═══ INFORMATION SUPPLIED

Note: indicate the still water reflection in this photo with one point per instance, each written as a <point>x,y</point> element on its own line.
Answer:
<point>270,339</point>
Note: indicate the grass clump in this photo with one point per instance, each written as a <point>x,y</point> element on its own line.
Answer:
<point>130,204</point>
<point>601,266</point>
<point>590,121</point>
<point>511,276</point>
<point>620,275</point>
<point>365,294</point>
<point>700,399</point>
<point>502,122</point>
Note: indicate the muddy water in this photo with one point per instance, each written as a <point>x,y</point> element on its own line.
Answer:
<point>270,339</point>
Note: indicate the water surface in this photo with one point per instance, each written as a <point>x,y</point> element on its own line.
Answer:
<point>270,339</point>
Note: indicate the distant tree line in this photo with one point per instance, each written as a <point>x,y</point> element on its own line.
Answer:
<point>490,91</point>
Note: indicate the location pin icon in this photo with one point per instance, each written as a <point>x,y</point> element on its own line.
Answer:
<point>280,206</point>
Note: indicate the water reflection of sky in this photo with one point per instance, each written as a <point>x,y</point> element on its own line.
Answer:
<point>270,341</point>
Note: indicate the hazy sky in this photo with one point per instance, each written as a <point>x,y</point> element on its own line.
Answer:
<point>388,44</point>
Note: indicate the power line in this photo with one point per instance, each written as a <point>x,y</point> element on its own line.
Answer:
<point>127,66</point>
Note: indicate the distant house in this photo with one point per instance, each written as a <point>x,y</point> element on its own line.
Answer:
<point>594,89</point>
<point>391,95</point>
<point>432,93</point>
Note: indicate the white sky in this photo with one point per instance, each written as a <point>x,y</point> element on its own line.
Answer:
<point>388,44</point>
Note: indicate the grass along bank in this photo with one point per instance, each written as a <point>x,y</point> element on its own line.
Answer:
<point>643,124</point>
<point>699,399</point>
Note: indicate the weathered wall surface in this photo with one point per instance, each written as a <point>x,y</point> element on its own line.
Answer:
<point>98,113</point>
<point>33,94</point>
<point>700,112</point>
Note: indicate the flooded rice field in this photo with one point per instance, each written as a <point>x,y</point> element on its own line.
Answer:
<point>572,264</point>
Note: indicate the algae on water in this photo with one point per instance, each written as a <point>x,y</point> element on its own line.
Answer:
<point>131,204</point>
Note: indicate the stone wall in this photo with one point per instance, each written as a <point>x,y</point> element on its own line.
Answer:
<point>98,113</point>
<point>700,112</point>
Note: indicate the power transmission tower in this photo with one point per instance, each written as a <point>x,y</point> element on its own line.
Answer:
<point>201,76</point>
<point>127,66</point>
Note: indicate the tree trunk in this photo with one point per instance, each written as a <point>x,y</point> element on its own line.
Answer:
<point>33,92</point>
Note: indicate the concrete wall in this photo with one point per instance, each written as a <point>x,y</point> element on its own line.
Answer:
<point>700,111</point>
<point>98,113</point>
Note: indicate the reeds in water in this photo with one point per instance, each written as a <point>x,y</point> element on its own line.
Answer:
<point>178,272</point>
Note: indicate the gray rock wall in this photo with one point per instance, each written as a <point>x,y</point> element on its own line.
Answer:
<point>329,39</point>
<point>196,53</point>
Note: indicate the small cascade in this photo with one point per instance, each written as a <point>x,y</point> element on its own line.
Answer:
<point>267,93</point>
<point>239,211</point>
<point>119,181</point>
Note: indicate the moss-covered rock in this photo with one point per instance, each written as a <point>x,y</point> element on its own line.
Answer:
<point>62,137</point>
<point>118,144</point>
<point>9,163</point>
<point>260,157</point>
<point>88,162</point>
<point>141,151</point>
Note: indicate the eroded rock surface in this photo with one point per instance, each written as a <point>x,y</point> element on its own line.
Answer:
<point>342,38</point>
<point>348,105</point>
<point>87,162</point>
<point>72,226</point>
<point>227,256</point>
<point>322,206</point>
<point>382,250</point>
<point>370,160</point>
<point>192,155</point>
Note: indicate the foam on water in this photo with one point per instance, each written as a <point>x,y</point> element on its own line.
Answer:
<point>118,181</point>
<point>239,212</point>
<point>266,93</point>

══════

● YOUR INSTRUCTIONS:
Considering the records above, count the lines where the string "water" occurs and return that number alone.

● ANSWER FOR THE TASK:
7